----- DOCUMENT PASSAGE
Q: What's the CBC's best estimate for the current state budget shortfall and what are the likely consequences if the Legislature does not act before the end of the year to balance the budget?
A: The Governor's mid-year update, released on October 28, projects a current year deficit of $1.5 billion. Although the mid-year significantly reduced the revenue forecast from the previous plan it still relies on overall revenue growth of 1 percent from the prior year. We believe there is downside potential in the forecast as it stands, particularly in business taxes, which are expected in the Governor's forecast to remain at last year's levels. The monthly cash reports issued by the State Comptroller's Office have shown sharp business tax losses and we are concerned that this year's collections could still fall well below the current plan.
It takes time to implement savings plans that are well designed to preserve core services and also produce big dollar reductions. Postponing action is likely to necessitate more harmful and drastic action later.
Q If you were asked to draw up a plan to balance this year's budget what steps would you take?
A: As the governor and Legislature grapple with this challenge, they should be guided by four principles:
Principle No. 1: Stop funding programs that don't work or aren't needed. Rarely do elected officials cancel programs, even when they haven't been successful. One example is the Empire Zone program. Originally designed to attract jobs to hard-hit areas of the state, it has evolved into a large-scale program of corporate tax breaks, with no verifiable justification for the public investment.
Everyone from editorial writers at major newspapers to leaders of the Assembly and Senate and the state Comptroller have decried this program. Governor Eliot Spitzer's downstate chairman of the Empire State Development Corporation, which runs it, said, "On balance, the Empire Zone program has been a failure, and in some ways a gross failure." Yet Empire Zones continue and expand.
The same is true for prisons, whose inmate population declines, while staffing continues as if they were full. Yet the Legislature has resisted beginning the process to close even one.
Principle No. 2: We cannot afford gold-plated government employee benefits. The generous health insurance and retirement packages developed to attract people to work in state government are no longer necessary or affordable. Most working people in New York pay a large portion of their health insurance premiums and contribute to their own pensions. It is unfair for these taxpayers to subsidize public employee benefits that are far out of line with those in the private sector — and with those of most other states.
Uncontrollable health care costs for employees and retirees and ballooning pension payments have driven the big three automakers to the brink of disaster, and they will do the same for our state government, if the Legislature doesn't cut back. In the past, it has repeatedly gone beyond what has been negotiated with public employee unions to "sweeten" benefits by law. Now, it must change direction, increase employee and retiree payments toward their health insurance premiums, and restructure pension benefits for new state employees.
----------
----- PROVIDED DATA
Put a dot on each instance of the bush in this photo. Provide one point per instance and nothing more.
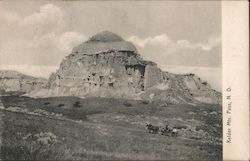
(127, 104)
(145, 102)
(46, 103)
(60, 105)
(77, 104)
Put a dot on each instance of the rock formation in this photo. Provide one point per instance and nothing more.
(108, 66)
(12, 82)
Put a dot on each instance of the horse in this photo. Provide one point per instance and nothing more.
(169, 131)
(152, 129)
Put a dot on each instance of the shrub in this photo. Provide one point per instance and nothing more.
(61, 105)
(77, 104)
(145, 102)
(127, 104)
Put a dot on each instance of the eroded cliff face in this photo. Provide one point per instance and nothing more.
(12, 82)
(108, 66)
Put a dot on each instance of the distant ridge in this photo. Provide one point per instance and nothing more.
(108, 66)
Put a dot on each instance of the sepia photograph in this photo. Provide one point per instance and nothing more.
(111, 80)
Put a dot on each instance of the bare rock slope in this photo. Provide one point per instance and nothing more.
(108, 66)
(12, 82)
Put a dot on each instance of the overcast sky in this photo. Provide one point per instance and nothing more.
(177, 33)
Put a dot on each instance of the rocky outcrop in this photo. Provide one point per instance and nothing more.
(12, 82)
(108, 66)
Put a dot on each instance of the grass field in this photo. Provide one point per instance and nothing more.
(70, 128)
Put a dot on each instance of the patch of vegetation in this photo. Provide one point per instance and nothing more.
(46, 103)
(77, 104)
(127, 104)
(145, 102)
(61, 105)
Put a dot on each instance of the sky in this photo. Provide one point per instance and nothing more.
(36, 36)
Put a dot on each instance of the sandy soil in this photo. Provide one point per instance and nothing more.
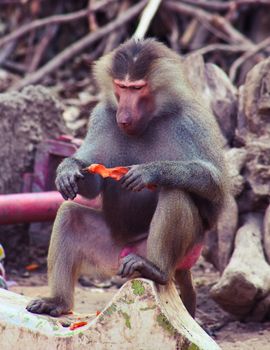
(229, 333)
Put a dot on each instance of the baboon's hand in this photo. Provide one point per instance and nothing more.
(133, 262)
(67, 181)
(139, 177)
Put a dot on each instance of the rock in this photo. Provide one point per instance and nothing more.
(245, 282)
(140, 316)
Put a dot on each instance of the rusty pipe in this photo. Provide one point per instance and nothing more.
(35, 207)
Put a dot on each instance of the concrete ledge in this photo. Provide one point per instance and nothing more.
(140, 316)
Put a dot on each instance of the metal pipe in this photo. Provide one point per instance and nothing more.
(35, 207)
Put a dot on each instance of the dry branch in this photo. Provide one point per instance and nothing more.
(241, 60)
(56, 19)
(147, 16)
(234, 36)
(225, 6)
(80, 45)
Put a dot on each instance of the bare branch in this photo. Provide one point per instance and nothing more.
(225, 6)
(215, 20)
(241, 60)
(79, 46)
(147, 16)
(52, 20)
(220, 47)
----------
QUESTIONS ON THE MATERIAL.
(1) According to the state budget Q&A, how large a current-year deficit does the Governor's mid-year update project?
(2) Render this sentence from the state budget Q&A into Spanish: "Postponing action is likely to necessitate more harmful and drastic action later."
(3) From the state budget Q&A, echo the passage starting with "It takes time" and going on through "drastic action later.".

TASK-BY-TASK SOLUTIONS.
(1) $1.5 billion.

(2) Posponer la acción probablemente hará necesaria una acción más dañina y drástica más adelante.

(3)
It takes time to implement savings plans that are well designed to preserve core services and also produce big dollar reductions. Postponing action is likely to necessitate more harmful and drastic action later.